## Task objective
For this exercise, retype every record below exactly and keep the pictures out.

(Records to use Opens)

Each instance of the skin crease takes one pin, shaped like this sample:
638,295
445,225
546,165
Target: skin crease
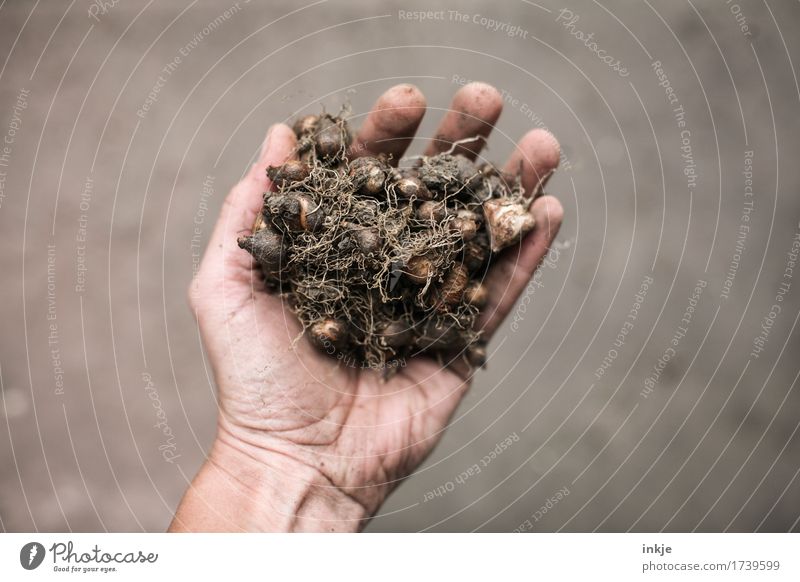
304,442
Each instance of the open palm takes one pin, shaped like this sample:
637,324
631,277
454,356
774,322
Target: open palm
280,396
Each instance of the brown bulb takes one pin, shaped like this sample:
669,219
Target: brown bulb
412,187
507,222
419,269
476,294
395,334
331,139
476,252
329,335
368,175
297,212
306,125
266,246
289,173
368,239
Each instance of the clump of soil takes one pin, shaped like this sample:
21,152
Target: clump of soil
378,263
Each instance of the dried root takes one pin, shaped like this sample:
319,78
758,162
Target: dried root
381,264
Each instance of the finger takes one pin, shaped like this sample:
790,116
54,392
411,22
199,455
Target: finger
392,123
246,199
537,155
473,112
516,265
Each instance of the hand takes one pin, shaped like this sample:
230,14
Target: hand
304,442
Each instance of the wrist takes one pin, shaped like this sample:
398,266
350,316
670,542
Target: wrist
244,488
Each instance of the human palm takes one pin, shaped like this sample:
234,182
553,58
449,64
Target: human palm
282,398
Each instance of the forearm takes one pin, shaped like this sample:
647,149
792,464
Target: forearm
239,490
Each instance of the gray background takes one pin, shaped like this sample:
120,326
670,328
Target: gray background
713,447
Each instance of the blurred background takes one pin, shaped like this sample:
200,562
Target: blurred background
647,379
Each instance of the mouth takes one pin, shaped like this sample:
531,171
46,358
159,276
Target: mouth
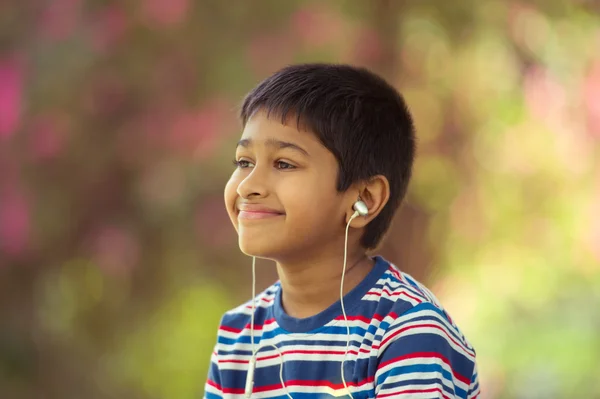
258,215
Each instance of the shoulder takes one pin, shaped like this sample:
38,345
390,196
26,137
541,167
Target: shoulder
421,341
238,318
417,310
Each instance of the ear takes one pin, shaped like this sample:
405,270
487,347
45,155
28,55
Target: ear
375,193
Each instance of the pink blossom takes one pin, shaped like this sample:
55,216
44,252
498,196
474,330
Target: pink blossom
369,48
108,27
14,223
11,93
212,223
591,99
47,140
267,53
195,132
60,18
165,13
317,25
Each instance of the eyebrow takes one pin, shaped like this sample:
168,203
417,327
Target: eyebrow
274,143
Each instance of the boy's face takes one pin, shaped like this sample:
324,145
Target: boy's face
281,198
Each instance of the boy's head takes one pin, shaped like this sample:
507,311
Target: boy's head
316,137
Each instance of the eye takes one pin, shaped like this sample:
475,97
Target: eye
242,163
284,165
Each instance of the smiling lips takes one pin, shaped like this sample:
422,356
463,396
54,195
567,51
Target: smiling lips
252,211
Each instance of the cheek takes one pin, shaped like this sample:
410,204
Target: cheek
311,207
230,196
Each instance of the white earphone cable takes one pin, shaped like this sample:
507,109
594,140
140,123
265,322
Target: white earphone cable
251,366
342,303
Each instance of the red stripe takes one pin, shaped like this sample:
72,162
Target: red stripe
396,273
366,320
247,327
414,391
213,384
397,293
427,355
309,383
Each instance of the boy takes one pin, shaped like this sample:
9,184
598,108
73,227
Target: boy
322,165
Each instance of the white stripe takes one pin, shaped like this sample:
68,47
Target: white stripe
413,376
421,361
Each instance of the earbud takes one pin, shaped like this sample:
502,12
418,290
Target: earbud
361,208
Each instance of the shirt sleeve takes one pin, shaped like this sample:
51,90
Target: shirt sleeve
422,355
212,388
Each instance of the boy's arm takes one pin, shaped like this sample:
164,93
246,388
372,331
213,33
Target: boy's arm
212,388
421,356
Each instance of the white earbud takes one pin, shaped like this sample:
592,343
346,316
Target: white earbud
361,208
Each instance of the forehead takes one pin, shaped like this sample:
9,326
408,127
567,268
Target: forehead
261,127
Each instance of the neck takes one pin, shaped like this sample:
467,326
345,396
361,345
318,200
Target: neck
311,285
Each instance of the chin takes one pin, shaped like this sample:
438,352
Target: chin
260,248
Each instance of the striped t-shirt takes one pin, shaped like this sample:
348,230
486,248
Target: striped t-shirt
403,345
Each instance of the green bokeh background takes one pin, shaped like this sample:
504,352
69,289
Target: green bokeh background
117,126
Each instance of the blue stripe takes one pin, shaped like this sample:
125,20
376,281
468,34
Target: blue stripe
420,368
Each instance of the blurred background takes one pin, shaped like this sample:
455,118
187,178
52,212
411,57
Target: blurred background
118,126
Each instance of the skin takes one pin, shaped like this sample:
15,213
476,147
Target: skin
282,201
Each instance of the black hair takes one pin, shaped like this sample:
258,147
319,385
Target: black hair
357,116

(Records to use Closes)

## Response to this task
Each instance of the skin crease takes one pin, shaped like this sample:
638,295
445,225
546,165
Target: skin crease
304,442
Each instance of the open palm takes one pin, shaped like this sample:
637,324
631,277
454,356
774,322
Target: open palm
280,396
Each instance of the brown bulb takes one pin, shaped like this sample:
669,219
Target: brown bulb
412,187
507,222
419,269
476,294
395,334
331,139
476,252
329,335
368,175
297,212
306,125
266,246
289,173
368,239
Each instance of the clump of soil takes one pin, shaped like this sample:
21,152
Target: clump of soil
378,263
Each instance of the dried root takes one pin, shaped like this sample:
319,78
758,162
Target: dried root
381,264
Each instance of the finger takes one pin, shaped like this sample:
790,116
54,392
411,22
199,455
Target: finger
392,123
246,199
537,155
473,112
516,265
Each instance of the hand takes one pin, shaped like this sample:
230,14
Target: hand
304,442
Each instance of the wrist takes one pin, shaped like this sample:
398,266
350,316
670,542
Target: wrist
244,488
Each instance of the human palm takes one pin, shaped like this sample:
234,182
553,58
449,64
Target: human palm
282,398
Each instance of the forearm takes one pin, shaped like this sample:
647,149
792,464
Target: forearm
239,490
Each instance of the gray background takes one pin, shaped like this sample:
120,326
670,328
Target: gray background
713,447
Each instance of the blurred background takes one pin, shaped like this sample:
200,562
Target: blurred background
647,379
Each instance of the mouth takes one pin, shaped like this sample:
531,171
46,358
159,276
Target: mouth
258,215
Each instance of the shoulder takes one pin, shaped like this sample:
38,345
390,196
26,137
541,167
Target: shoulder
421,341
238,318
417,310
Each instance of the ear takes one pin, shaped like this sample:
405,270
487,347
45,155
28,55
Target: ear
375,193
Each instance of the pink blossom takes one pin, shaped like this sample:
55,216
44,252
498,196
474,330
Target: pink blossom
369,48
108,27
14,223
11,93
212,223
591,99
47,140
267,53
195,132
60,18
165,13
317,25
Each instance of the eyebrow takes one pin, shaped like this sample:
168,203
417,327
Target: eyebrow
274,143
Each instance of the boy's face takes one pin, shaped like this sample:
324,145
Target: boy's face
281,198
Each instance of the boy's head takes one pin, shaped like this sample:
507,311
Target: boy's head
316,137
Each instance of the eye takes one pin, shaped like this sample:
475,97
Target: eye
242,163
284,165
Each instance of the smiling lips takes one pin, shaped like this sample:
422,356
463,396
54,195
567,51
Target: smiling lips
252,211
Each instance of the cheek takes one pin, shaped like this sample:
410,204
Target: cheek
311,207
230,196
Each instance of the white earphone cable takes one pin, shaped like this sample:
507,109
594,140
140,123
265,322
Target: white earphone cable
251,366
342,303
Each instance of the red stripe takes one pin, shaped like this sample:
72,162
Target: red stripe
396,273
366,320
247,327
414,391
213,384
397,293
427,355
309,383
Each instance of the boy takes one pin, shaped like this sample:
9,184
598,108
73,227
Target: boy
322,165
Each instance of the white stripe takes one pin, shaped like this sample:
68,47
Target: white stripe
413,376
421,361
Each instance of the earbud takes one pin, shaped like this sample:
502,12
418,290
Target: earbud
361,208
Each instance of the shirt sleeve takes one pin, shaped like this sample:
51,90
Target: shirt sleeve
422,355
212,388
Each instance of the boy's arm takes one pin, shaped like this sample:
164,93
246,388
372,331
213,33
Target: boy's arm
212,388
421,356
Each instance of the white earbud takes one pin, shaped like this sample:
592,343
346,316
Target: white earbud
361,208
Each instance of the forehead takes one pin, shaped like this sample:
9,326
408,127
567,268
Target: forehead
261,127
Each instance of the neck takes one pin, shaped like this sample:
467,326
345,396
361,345
318,200
Target: neck
311,285
Each instance of the chin takes one pin, shaped like this sample:
438,352
Target: chin
260,248
Each instance of the striped t-shirt takes one pin, shaped like this sample:
348,230
486,248
Target: striped t-shirt
403,345
Each instance of the green bokeh background takes one pin, shaped like this sample:
504,352
69,289
Target: green bokeh background
117,126
Each instance of the blue stripe takes one pin, shaped like this sample:
125,20
376,281
468,34
Target: blue stripe
420,368
Each instance of the blurred background takes one pin, shaped like this sample:
455,118
187,178
52,212
411,57
Target: blurred background
118,126
Each instance of the skin takes one pin, shaped like this sample:
15,213
476,147
Target: skin
282,201
Each instance of the black hair takes one pin, shaped like this sample:
258,147
319,385
Target: black hair
357,116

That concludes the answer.